[[ Extracted material, beginning ]]

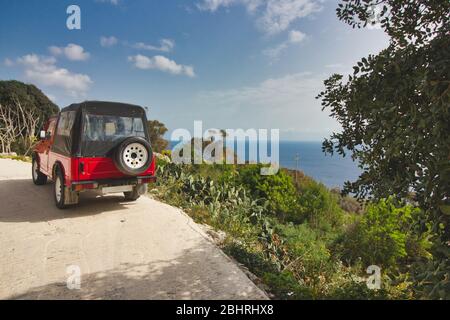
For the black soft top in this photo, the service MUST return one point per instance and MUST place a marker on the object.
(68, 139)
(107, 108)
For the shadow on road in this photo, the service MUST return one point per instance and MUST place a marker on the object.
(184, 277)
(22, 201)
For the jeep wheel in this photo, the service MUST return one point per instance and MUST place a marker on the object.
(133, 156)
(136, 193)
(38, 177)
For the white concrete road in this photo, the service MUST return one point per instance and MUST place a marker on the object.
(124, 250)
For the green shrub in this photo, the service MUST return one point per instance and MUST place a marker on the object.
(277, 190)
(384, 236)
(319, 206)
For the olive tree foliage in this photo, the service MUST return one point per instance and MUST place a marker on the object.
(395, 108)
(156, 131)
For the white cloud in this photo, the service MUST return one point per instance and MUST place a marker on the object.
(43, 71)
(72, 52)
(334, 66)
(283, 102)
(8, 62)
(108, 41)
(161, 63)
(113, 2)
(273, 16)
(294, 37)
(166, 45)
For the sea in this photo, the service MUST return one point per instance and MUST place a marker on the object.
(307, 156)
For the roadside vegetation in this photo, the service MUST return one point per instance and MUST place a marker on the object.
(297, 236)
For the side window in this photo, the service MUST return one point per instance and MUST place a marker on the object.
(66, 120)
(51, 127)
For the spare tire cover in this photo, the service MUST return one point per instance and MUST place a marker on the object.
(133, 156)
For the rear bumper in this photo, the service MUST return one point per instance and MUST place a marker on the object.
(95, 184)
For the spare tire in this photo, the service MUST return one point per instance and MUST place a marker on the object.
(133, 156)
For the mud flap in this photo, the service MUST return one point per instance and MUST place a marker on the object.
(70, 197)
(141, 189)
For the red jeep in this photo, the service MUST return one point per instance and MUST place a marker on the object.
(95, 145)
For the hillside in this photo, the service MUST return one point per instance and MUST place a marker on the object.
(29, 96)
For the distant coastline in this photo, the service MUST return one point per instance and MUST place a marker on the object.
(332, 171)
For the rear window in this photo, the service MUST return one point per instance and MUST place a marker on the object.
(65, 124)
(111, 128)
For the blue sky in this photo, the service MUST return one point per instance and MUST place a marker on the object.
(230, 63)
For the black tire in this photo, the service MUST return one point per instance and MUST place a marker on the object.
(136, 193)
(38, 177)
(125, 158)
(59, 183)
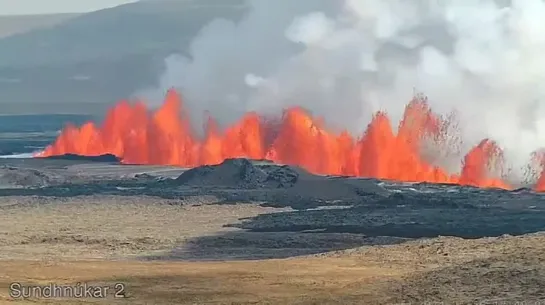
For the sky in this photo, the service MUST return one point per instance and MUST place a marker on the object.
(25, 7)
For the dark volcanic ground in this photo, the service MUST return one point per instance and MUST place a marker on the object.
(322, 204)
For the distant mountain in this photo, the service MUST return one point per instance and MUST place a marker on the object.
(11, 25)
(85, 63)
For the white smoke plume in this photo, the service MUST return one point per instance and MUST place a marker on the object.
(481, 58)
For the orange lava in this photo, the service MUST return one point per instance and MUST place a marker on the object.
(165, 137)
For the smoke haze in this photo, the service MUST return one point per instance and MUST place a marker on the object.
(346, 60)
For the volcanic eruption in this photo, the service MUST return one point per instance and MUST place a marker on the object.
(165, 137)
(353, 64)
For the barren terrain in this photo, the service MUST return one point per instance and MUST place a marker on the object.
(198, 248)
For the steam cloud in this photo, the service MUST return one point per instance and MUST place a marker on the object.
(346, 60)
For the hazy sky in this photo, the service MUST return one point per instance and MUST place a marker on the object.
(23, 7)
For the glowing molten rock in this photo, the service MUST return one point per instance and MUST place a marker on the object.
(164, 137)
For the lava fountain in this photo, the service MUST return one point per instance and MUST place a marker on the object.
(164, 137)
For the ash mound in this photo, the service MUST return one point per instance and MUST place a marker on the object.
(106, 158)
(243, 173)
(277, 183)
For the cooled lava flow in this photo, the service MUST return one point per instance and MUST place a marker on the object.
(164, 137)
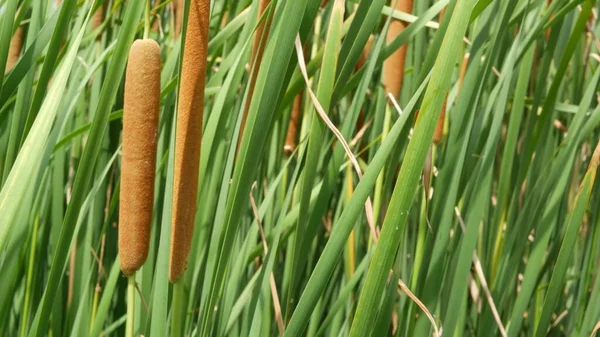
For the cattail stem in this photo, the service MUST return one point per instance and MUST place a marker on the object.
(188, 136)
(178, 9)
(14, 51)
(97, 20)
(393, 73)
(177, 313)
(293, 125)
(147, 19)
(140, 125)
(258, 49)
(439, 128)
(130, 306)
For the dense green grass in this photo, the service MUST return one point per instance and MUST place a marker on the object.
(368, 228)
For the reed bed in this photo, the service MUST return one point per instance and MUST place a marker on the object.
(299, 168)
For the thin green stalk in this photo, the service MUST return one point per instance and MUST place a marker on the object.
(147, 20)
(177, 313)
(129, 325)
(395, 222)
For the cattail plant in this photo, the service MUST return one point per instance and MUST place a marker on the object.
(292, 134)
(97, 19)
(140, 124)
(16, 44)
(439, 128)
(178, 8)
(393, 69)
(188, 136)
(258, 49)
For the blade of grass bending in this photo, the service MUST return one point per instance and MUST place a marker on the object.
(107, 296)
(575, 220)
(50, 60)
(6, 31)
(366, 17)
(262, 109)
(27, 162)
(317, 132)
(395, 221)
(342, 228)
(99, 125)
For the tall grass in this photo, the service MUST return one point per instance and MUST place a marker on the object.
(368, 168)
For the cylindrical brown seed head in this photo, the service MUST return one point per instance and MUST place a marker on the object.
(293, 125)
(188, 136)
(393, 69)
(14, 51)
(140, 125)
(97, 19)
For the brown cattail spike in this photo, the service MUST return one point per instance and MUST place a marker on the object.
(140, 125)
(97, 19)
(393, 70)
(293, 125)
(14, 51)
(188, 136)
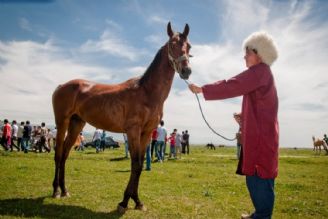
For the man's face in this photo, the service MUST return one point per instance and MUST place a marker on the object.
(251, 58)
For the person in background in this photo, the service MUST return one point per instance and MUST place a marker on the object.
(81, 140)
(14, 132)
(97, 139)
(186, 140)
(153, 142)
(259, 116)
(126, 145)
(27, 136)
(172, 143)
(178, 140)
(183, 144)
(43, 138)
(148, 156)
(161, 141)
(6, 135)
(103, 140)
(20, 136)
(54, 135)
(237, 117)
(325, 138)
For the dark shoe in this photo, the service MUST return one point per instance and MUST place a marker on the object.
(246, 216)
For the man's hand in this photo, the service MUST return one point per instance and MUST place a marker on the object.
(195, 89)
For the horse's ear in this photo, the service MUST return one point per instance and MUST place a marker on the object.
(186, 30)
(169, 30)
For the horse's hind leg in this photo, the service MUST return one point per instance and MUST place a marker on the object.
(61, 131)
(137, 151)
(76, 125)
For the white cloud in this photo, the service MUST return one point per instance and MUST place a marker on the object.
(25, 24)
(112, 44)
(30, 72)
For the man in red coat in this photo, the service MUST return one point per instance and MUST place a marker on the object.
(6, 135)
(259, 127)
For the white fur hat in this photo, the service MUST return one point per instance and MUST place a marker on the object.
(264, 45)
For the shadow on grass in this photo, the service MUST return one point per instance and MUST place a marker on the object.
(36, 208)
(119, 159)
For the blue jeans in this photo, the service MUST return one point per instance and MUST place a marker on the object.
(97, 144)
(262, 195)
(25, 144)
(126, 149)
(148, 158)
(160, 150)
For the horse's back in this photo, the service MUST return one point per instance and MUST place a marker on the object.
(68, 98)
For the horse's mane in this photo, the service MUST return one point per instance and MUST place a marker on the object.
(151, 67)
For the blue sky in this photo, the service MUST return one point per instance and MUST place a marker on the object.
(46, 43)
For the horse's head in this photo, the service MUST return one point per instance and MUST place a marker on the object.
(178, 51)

[[ Extracted material, end ]]

**Description of the task:** Only an exact copy of the records, free of images, belongs in the answer.

**Output below:**
For the black soft top in this photo, the service MUST return one point per instance and MUST place a marker on the object.
(68, 139)
(107, 108)
For the shadow on road in this photo, the service MUST return one point per instance and MUST place a marker on the object.
(184, 277)
(22, 201)
For the jeep wheel in this photo, the service MUST return one point per instance and MUST place a marker on the object.
(133, 156)
(136, 193)
(38, 177)
For the white concrete road in this photo, the service MUST return one point per instance and MUST place a marker on the object.
(124, 250)
For the green shrub in this photo, the service MUST return one point per instance and MUST place a marker on the object.
(277, 190)
(384, 236)
(319, 206)
For the olive tree foliage in this photo, the service MUST return one point per instance and MUST place a marker on the object.
(395, 108)
(156, 131)
For the white cloud in this photo, the service MUST return one point per instance and MUST place a marker on the object.
(43, 71)
(72, 52)
(334, 66)
(283, 102)
(8, 62)
(108, 41)
(161, 63)
(113, 2)
(273, 16)
(294, 37)
(166, 45)
For the sea in this photo, the service MUST return one point per instance and MUST place a marker on the object.
(307, 156)
For the roadside vegetation in this photo, the service MUST return one point per instance and MUST place a marker on the object.
(297, 236)
For the side window in this photo, the service MUST return one point per instance and MUST place a marker on the object.
(66, 120)
(51, 127)
For the spare tire cover in this photo, the service MUST return one point per instance and MUST place a marker on the object.
(133, 156)
For the rear bumper in this photo, the service MUST return one point per instance and MUST place a marker on the object.
(95, 184)
For the spare tire in this photo, the service MUST return one point per instance and MUST place a marker on the object.
(133, 156)
For the mud flap in this photo, the service MUST return one point per instance and MUST place a marker on the object.
(70, 197)
(141, 189)
For the red jeep in this photo, the service MUST return one point per instance and MUST place a marker on the object.
(95, 145)
For the hillside in this photo, the service MUST return one point per instance and MUST place a marker on the object.
(29, 96)
For the distant coastline in this photo, the service MUST return one point per instance and MUST place a marker on the object.
(332, 171)
For the rear window in this photo, the service MUST return one point per instance and MUST place a marker on the object.
(65, 124)
(111, 128)
For the blue sky in this photo, the service MUST return one point per instance and MUST place a marker on the object.
(230, 63)
For the black tire in this photo, the service MUST return one point per instance and MUST place a marker on the object.
(136, 193)
(38, 177)
(125, 158)
(59, 183)
For the sky in this photo, the service MUST return one point per instance and MUST place a marker on the object.
(25, 7)
For the dark volcanic ground in this photo, the service MUST return one point per instance and MUST place a marker on the object.
(322, 204)
For the distant mountain in this photo, the service MUST return one point per instance and MUST place a marker on the object.
(11, 25)
(85, 63)
For the white smoke plume in this photo, the service MUST return one point per instance and MUST place a marker on the object.
(481, 58)
For the orange lava in this photo, the service MUST return one point per instance and MUST place a marker on the object.
(165, 137)
For the smoke haze in this photo, the service MUST return one point per instance and MUST place a marker on the object.
(346, 60)
For the volcanic eruption in this photo, the service MUST return one point per instance and MUST place a marker on the object.
(165, 137)
(353, 64)
For the barren terrain in this photo, the service MUST return one point per instance and MUST place a marker on the object.
(198, 248)
For the steam cloud in this photo, the service MUST return one point per instance and MUST place a marker on the object.
(346, 60)
For the hazy sky in this photo, the service MUST return one point per instance and MUST place a marker on the object.
(23, 7)
For the glowing molten rock in this photo, the service MUST return one point per instance and MUST place a marker on the object.
(164, 137)
For the lava fountain in this photo, the service MUST return one point per instance and MUST place a marker on the object.
(164, 137)
For the ash mound in this photo, the service MUST return one point per instance and MUST place a marker on the object.
(106, 158)
(243, 173)
(277, 183)
For the cooled lava flow in this photo, the service MUST return one point per instance and MUST place a marker on the object.
(164, 137)
For the cattail stem in this photo, the service MUST return one point per instance and MUST place a marker on the object.
(188, 136)
(178, 9)
(14, 51)
(97, 20)
(393, 73)
(177, 313)
(293, 125)
(147, 19)
(140, 125)
(258, 49)
(439, 128)
(130, 306)
For the dense green grass in this photo, the service MUST return one point per instance and MUST place a marker on the object.
(368, 228)
For the reed bed in this photo, the service MUST return one point per instance and MUST place a marker on the object.
(299, 168)
For the thin green stalk in this photo, the service MUST return one point per instance and MUST place a marker on the object.
(147, 20)
(177, 313)
(129, 325)
(395, 222)
For the cattail plant in this photo, the service MUST return one point per instance and MUST place a marker on the object.
(292, 134)
(97, 19)
(140, 124)
(16, 44)
(439, 128)
(178, 8)
(393, 69)
(188, 136)
(258, 49)
For the blade of grass bending in this photo, the service MUST return one point per instance and MUST place a marker on the object.
(107, 296)
(575, 220)
(50, 60)
(6, 31)
(366, 17)
(262, 109)
(27, 162)
(317, 132)
(395, 221)
(342, 228)
(99, 125)
For the tall grass in this photo, the service MUST return one point per instance and MUST place a marker on the object.
(368, 168)
For the cylindrical brown seed head in this photo, the service MUST return one point per instance and MUST place a marker on the object.
(293, 125)
(188, 136)
(393, 69)
(14, 51)
(140, 125)
(97, 19)
For the brown cattail spike in this photo, the service MUST return one point per instance and MUST place a marker on the object.
(140, 125)
(97, 19)
(393, 70)
(293, 125)
(14, 51)
(188, 136)
For the man's face in this photo, the service MUST return one point per instance and MUST place a marker on the object.
(251, 58)
For the person in background in this photo, the service MUST return one point per instance and MUST place a marker on the object.
(81, 140)
(14, 132)
(97, 139)
(186, 140)
(153, 142)
(259, 116)
(126, 145)
(27, 136)
(172, 143)
(178, 140)
(183, 144)
(43, 138)
(148, 156)
(161, 141)
(6, 135)
(103, 140)
(20, 136)
(54, 135)
(237, 117)
(325, 138)
For the dark shoe in this photo, the service MUST return one point per instance and MUST place a marker on the object.
(246, 216)
For the man's hand in this photo, the service MUST return one point per instance and MUST place a marker on the object.
(195, 89)
For the horse's ear in this photo, the service MUST return one point per instance and MUST place a marker on the object.
(186, 30)
(169, 30)
For the horse's hind leg in this photo, the service MUST return one point per instance and MUST place a marker on the object.
(61, 131)
(137, 151)
(76, 125)
For the white cloud in this photo, the service MUST return one point per instance and MUST place a marker on the object.
(25, 24)
(112, 44)
(30, 72)
For the man in red coat in this photo, the service MUST return one point per instance and MUST place a marker on the object.
(6, 135)
(259, 127)
For the white fur hat in this photo, the service MUST return one point per instance and MUST place a marker on the object.
(264, 45)
For the shadow on grass in this photo, the service MUST return one point per instance and MUST place a marker on the object.
(36, 208)
(119, 159)
For the blue jeans in this photo, the service MUST return one point per instance and MUST place a marker on the object.
(97, 144)
(262, 195)
(25, 144)
(126, 149)
(148, 158)
(160, 150)
For the horse's back in this photo, the service MUST return one point per instance and MUST place a marker on the object.
(68, 98)
For the horse's mane in this photo, the service MUST return one point per instance and MUST place a marker on the object.
(151, 67)
For the blue sky in this photo, the service MUST return one point per instance and MUST place a marker on the object.
(46, 43)
For the horse's head in this photo, the service MUST return one point per instance and MUST place a marker on the object.
(178, 51)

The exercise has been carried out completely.